**GIVEN PROBLEM 1**
Please tally how many lines in the entries contain the string "road" and give only that number.

Interview with Domnul Cadavru (Vocals & Guitars) Mormant de Snagov



“We wouldn’t even want to earn our living making black metal because that would lead us to situation where our lives depend on our music, and eventually that would affect the style of the art.”

– Domnul Cadavru, Mormant de Snagov

Interview by Jason Guest

Domnul Cadavru - Mormant de Snagov
Domnul Cadavru – Mormant de Snagov

Jason: Hi Domnul. Thanks for taking time out for this interview and congratulations on Derisive Philosophy (Ed: Jason’s review is here). To begin, can you tell us what was it that you set out to achieve with the album? Did you have a clear idea of what you wanted for this record?

Domnul Cadavru: Hi, and thanks. The writing process of Derisive Philosophy started immediately after our debut album was recorded, and not even released yet. It was nothing but a natural thing for us to do after getting the first album out of our hands for mixing. Most of the songs were written during a very short period.

After the songs were finished we started the recording sessions very soon. The recordings progressed very quickly for a while, until I encountered some positive, yet major, changes in my personal life. The recording process was almost completely frozen for few months. It felt rather difficult to get back to recordings and we started writing new material, playing gigs and so on. We even released some of the songs that were already completed as demo CDR. Eventually all the recordings were finalized, and Derisive Philosophy was ready for releasing. In that sense it was not an easy album to do.

Jason: How did you come to work with Pest Records? And why did you choose to work with them for the release of Derisive Philosophy?

Domnul: After the album was ready, our bassist left the band and we had to find a new one. Lucky enough our long-time friend Warcolac joined the band as a bassist. We had few live shows coming up and we had to practice hard to get the new line-up solid. Again we had no time to worry about Derisive Philosophy, and again we decided to print some new demo cd-r to sell in live shows, containing songs from Derisive Philosophy. All this happened in 2011.

Days went by and we spent time playing live shows, rehearsing setlists for live shows and writing new material. When getting close to the end of 2012 I had almost forgotten we even had an album ready for releasing. One day I just decided to contact some labels to get it released “out of our way” if you know what I mean. One of the first labels we contacted was Pest Records. From the very beginning Pest Records felt a good label for us. They seemed to have similar thoughts about how underground should run than we did. After sending few emails back and forth, it was clear Pest Records was definitely our label.

Jason: How did the tracks on the album evolve since you began writing for it? Were there any that were re-written or saw a significant overhaul since you first began working on the album?

**RECORDS TO PROCESS**
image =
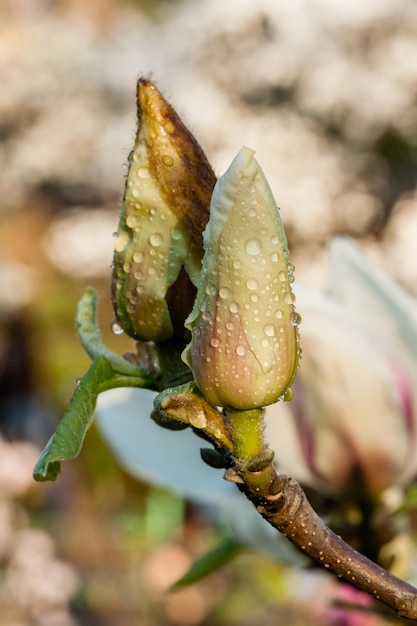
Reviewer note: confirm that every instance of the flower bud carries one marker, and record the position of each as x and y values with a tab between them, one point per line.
244	347
164	211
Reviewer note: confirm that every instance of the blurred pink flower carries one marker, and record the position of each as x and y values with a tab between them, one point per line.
352	422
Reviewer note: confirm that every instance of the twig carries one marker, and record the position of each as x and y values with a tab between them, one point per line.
283	503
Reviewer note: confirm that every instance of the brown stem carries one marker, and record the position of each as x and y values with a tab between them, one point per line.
283	503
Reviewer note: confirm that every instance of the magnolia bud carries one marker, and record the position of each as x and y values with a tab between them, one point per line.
244	347
164	211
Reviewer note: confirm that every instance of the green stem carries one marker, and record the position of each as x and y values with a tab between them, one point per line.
127	381
246	432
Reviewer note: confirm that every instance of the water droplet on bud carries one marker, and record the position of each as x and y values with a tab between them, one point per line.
116	328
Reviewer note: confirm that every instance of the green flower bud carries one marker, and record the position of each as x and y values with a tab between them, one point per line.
165	209
244	348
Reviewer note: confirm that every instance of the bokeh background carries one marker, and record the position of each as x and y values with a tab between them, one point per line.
326	93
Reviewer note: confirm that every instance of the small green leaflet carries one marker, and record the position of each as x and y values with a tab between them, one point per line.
107	371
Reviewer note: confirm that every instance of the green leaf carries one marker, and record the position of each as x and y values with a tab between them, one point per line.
90	338
222	553
67	441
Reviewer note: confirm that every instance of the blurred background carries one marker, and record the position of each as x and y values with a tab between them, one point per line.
326	93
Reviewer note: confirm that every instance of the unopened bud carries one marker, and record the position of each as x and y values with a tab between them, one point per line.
244	347
164	211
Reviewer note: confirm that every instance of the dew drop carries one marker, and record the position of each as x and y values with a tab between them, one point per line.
269	330
295	319
289	298
143	172
252	284
116	328
176	233
131	221
155	239
253	247
167	160
138	257
121	242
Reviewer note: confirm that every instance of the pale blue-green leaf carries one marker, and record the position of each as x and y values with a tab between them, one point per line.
154	454
68	438
372	296
171	459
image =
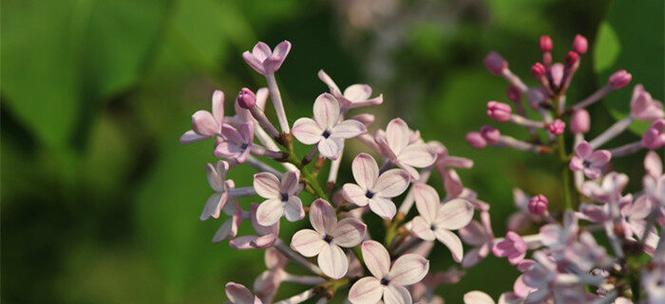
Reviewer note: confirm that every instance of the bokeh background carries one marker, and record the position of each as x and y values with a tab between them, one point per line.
100	202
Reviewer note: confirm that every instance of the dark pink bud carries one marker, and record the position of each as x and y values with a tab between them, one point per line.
545	43
538	205
580	44
538	70
619	79
495	63
476	140
246	98
490	134
556	127
580	121
499	111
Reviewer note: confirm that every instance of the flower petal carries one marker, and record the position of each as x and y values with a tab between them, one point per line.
326	111
454	214
383	207
451	241
308	242
376	258
353	193
365	170
391	183
332	261
367	290
307	131
269	212
322	216
266	185
349	232
408	269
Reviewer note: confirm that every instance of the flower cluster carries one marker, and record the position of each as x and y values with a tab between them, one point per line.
345	258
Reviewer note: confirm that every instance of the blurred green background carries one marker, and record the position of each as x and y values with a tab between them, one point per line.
100	202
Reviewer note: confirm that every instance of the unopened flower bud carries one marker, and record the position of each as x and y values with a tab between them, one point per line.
556	127
476	140
499	111
538	205
246	98
495	63
580	44
580	121
619	79
545	43
490	134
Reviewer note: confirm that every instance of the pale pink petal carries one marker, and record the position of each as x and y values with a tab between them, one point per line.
454	214
396	295
269	212
326	111
408	269
307	131
204	123
417	155
365	170
397	135
477	297
422	228
307	242
353	193
348	129
239	294
293	210
367	290
391	183
358	92
427	201
191	136
452	242
376	258
266	185
322	216
383	207
329	148
333	261
218	106
349	232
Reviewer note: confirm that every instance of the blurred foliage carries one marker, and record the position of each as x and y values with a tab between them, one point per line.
100	202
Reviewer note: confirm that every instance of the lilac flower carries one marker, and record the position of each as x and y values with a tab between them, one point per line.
264	60
237	143
436	220
281	197
354	96
327	238
588	161
204	123
512	247
374	189
387	282
326	129
396	145
217	181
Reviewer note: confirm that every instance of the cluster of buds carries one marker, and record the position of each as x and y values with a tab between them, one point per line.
344	258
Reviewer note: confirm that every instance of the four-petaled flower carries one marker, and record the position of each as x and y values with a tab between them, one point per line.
264	60
374	189
327	129
327	238
281	197
436	220
396	145
590	162
387	282
237	143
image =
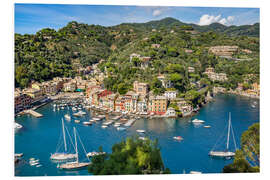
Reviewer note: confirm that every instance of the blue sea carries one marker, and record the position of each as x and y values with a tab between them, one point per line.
39	136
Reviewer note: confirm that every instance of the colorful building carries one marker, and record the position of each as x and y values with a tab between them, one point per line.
140	88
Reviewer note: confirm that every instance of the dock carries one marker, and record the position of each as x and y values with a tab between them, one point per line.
130	122
34	113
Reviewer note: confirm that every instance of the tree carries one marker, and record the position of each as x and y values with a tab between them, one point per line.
247	159
130	156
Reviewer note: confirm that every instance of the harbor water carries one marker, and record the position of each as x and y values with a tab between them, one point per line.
39	136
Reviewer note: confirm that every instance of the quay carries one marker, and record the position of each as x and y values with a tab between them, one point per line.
33	113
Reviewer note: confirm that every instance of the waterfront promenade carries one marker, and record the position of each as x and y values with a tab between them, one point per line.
191	154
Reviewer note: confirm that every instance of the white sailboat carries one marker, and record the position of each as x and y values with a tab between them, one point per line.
62	156
76	164
226	153
67	117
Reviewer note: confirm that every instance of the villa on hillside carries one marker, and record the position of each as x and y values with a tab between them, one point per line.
165	82
157	105
215	76
140	88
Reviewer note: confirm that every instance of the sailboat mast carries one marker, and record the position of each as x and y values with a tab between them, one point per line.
76	148
64	135
228	137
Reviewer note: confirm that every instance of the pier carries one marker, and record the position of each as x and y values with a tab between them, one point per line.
34	113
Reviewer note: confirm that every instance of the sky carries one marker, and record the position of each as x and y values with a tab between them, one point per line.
30	18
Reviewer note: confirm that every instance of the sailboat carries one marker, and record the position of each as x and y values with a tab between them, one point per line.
76	164
62	156
226	153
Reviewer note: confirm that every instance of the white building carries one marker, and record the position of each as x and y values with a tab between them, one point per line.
170	112
165	82
170	94
142	106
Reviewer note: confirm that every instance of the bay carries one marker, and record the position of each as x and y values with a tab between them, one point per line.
39	136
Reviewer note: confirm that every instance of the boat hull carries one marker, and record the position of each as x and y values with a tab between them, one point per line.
221	154
62	156
73	165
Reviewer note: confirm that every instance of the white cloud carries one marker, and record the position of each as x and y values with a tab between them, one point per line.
157	12
207	19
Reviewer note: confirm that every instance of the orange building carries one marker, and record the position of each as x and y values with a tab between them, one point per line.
157	105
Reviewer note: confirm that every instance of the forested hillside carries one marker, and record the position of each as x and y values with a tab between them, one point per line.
50	53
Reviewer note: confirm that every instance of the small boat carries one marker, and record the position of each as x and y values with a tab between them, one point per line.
63	156
140	131
197	121
33	163
67	117
225	153
143	138
96	119
101	117
195	172
18	126
87	123
121	128
76	164
107	123
18	155
179	138
91	154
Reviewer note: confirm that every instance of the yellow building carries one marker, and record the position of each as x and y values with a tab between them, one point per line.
157	105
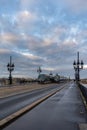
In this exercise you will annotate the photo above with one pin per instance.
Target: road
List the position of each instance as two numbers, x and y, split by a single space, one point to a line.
62 111
14 103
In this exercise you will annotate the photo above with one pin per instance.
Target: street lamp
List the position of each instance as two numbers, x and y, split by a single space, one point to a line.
77 67
39 70
10 67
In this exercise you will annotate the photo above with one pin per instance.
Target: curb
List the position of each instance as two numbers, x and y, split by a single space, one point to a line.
19 113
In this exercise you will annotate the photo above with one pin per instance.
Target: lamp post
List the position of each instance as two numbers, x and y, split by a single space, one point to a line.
77 67
10 67
39 70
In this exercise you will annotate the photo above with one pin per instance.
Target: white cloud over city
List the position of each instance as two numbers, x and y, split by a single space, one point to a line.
42 33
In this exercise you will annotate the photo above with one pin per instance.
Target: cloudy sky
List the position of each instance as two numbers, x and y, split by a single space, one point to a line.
46 33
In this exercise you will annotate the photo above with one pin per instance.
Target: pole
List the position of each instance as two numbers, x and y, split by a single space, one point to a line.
10 76
78 66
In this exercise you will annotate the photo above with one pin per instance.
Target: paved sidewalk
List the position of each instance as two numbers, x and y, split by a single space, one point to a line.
65 113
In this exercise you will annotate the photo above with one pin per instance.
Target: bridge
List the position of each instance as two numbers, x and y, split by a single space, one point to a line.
59 106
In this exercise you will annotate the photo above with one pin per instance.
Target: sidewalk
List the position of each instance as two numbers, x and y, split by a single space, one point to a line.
63 111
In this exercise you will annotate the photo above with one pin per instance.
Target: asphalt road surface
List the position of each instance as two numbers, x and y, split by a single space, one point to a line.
14 103
62 111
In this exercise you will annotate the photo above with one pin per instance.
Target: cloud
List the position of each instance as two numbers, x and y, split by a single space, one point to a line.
76 5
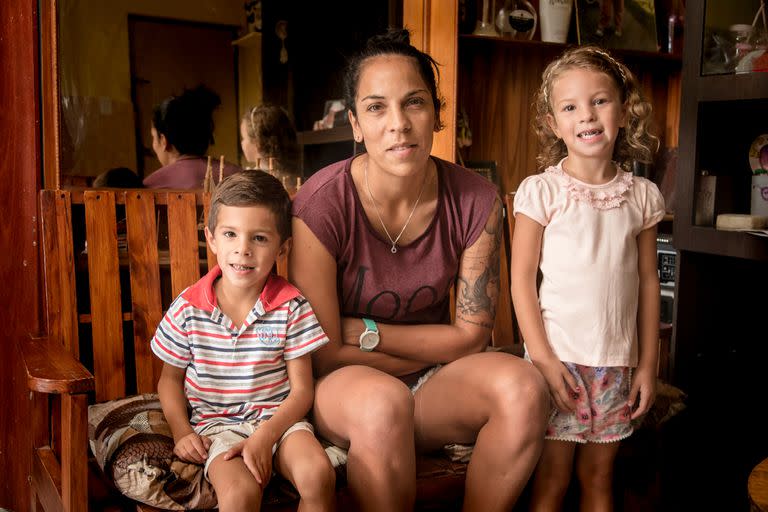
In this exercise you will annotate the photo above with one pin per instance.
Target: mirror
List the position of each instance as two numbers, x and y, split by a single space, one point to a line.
107 64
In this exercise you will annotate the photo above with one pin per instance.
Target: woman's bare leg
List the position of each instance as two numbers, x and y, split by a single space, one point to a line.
552 476
302 460
499 402
371 414
594 467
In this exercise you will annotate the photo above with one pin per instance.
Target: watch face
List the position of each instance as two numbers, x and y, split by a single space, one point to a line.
369 340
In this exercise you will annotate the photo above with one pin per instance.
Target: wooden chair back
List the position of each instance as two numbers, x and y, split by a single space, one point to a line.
107 287
506 332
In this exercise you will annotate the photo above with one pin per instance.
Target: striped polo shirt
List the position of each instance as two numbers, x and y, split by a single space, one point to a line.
236 374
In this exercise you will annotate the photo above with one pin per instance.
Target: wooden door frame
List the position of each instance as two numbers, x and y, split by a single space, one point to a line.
21 160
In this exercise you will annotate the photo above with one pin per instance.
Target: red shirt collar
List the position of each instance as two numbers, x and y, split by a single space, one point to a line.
276 292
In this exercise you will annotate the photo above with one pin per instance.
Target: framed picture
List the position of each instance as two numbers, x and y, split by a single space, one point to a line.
622 24
485 168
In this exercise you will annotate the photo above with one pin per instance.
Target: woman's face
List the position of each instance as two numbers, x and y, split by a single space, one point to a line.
250 150
158 146
395 114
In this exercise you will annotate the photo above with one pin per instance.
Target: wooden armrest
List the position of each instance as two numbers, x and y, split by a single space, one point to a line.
52 369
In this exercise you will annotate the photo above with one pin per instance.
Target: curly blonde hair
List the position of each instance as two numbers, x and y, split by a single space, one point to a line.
634 141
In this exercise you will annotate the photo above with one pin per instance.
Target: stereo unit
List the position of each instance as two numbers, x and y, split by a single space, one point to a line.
666 258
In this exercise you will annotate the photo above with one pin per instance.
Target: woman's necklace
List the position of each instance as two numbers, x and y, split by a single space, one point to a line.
376 209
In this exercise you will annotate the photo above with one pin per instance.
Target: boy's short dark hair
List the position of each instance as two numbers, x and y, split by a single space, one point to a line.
253 188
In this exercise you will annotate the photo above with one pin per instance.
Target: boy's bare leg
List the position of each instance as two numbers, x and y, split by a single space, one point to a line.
301 459
371 414
553 475
594 467
499 402
235 486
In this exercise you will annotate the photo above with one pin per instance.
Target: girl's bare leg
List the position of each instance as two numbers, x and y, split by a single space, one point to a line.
499 402
594 467
552 476
371 414
236 488
302 460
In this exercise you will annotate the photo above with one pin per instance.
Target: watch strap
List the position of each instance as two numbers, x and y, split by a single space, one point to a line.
370 325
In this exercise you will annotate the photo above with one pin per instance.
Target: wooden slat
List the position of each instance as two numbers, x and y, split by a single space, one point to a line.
74 474
61 302
145 284
51 368
104 280
46 479
182 222
206 212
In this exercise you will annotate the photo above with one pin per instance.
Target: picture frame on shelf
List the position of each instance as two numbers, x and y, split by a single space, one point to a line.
485 168
619 24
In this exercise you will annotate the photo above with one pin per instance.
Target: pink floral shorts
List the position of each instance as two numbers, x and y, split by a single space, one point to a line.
602 414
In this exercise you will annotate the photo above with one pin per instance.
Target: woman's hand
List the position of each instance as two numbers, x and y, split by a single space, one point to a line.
644 384
257 456
192 448
562 386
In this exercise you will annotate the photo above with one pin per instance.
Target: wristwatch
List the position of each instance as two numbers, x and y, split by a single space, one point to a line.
369 339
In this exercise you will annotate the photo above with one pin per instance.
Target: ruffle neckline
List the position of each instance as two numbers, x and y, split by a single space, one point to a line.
602 197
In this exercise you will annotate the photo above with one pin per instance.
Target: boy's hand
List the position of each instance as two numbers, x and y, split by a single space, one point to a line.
257 455
192 448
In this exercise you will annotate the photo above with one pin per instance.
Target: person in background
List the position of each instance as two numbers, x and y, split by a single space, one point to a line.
589 226
235 348
268 140
379 241
182 130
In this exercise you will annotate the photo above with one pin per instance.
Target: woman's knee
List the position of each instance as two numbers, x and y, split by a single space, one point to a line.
239 494
522 390
315 478
386 408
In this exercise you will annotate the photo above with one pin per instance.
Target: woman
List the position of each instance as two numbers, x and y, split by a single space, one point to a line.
268 140
182 130
379 240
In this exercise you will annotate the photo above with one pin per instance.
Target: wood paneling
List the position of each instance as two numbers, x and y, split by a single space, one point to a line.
21 164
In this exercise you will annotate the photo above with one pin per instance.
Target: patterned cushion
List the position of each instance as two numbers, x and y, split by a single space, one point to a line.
133 444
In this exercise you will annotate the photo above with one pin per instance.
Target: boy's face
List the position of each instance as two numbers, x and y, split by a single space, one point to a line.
246 243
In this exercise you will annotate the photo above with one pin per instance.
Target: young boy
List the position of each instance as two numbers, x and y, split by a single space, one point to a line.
235 347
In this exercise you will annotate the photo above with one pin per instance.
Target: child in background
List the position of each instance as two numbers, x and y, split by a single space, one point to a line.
236 348
590 227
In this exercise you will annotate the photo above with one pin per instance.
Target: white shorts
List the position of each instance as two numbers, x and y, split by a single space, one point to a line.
225 436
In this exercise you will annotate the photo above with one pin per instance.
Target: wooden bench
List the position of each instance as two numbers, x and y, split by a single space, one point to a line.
108 279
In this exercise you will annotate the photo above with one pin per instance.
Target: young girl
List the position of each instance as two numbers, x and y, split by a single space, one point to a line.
590 227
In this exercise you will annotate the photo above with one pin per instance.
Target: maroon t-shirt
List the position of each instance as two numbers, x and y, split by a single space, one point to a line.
412 285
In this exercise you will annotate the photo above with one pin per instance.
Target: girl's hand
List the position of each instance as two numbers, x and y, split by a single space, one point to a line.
192 448
257 455
562 385
644 384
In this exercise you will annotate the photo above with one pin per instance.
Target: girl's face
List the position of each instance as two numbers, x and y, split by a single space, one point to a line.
587 113
158 146
250 150
395 114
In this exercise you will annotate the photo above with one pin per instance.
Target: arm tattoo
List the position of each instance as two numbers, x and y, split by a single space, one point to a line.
480 296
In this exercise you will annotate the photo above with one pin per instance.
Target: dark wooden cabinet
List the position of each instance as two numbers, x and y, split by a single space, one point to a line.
720 341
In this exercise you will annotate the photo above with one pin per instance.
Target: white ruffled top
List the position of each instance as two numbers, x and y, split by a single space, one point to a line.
602 197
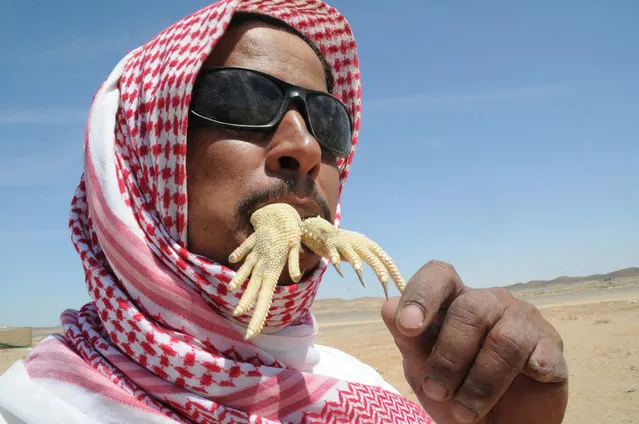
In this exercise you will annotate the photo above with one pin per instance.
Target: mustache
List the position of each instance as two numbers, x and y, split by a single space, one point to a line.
300 186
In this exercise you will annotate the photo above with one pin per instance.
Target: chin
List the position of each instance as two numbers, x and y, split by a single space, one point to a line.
308 263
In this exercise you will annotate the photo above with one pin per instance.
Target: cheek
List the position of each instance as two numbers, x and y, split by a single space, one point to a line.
329 185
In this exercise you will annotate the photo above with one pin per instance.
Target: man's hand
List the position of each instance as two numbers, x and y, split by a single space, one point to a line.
477 356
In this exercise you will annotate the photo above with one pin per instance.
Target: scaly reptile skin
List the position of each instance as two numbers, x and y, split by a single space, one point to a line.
279 233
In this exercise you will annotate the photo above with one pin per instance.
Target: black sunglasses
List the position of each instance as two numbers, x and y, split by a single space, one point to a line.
241 98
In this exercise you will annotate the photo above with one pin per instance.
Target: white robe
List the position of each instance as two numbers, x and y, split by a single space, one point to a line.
24 400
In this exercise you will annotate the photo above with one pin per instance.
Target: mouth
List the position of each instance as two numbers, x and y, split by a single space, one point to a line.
305 207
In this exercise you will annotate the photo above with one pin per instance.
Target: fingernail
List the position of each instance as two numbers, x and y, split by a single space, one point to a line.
463 414
411 317
434 390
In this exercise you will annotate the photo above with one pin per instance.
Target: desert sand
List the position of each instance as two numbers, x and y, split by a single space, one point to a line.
599 323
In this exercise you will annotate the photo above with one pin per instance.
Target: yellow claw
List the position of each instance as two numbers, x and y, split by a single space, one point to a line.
322 237
279 234
277 237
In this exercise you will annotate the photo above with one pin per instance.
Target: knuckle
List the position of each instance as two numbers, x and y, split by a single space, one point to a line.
468 309
508 344
501 293
444 367
476 394
437 264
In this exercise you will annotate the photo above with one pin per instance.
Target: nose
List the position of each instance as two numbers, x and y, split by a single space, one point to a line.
293 149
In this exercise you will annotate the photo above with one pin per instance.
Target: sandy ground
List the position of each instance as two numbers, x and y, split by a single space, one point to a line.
600 328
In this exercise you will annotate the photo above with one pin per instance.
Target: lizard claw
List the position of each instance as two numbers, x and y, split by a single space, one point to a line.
360 276
324 239
277 237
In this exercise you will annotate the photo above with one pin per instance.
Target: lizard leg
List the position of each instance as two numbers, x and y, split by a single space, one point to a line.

**GIVEN PROBLEM 2**
List every person named in the interview.

**EXERCISE ANSWER 1**
2

**EXERCISE ANSWER 2**
Domnul Cadavru
Jason Guest
Warcolac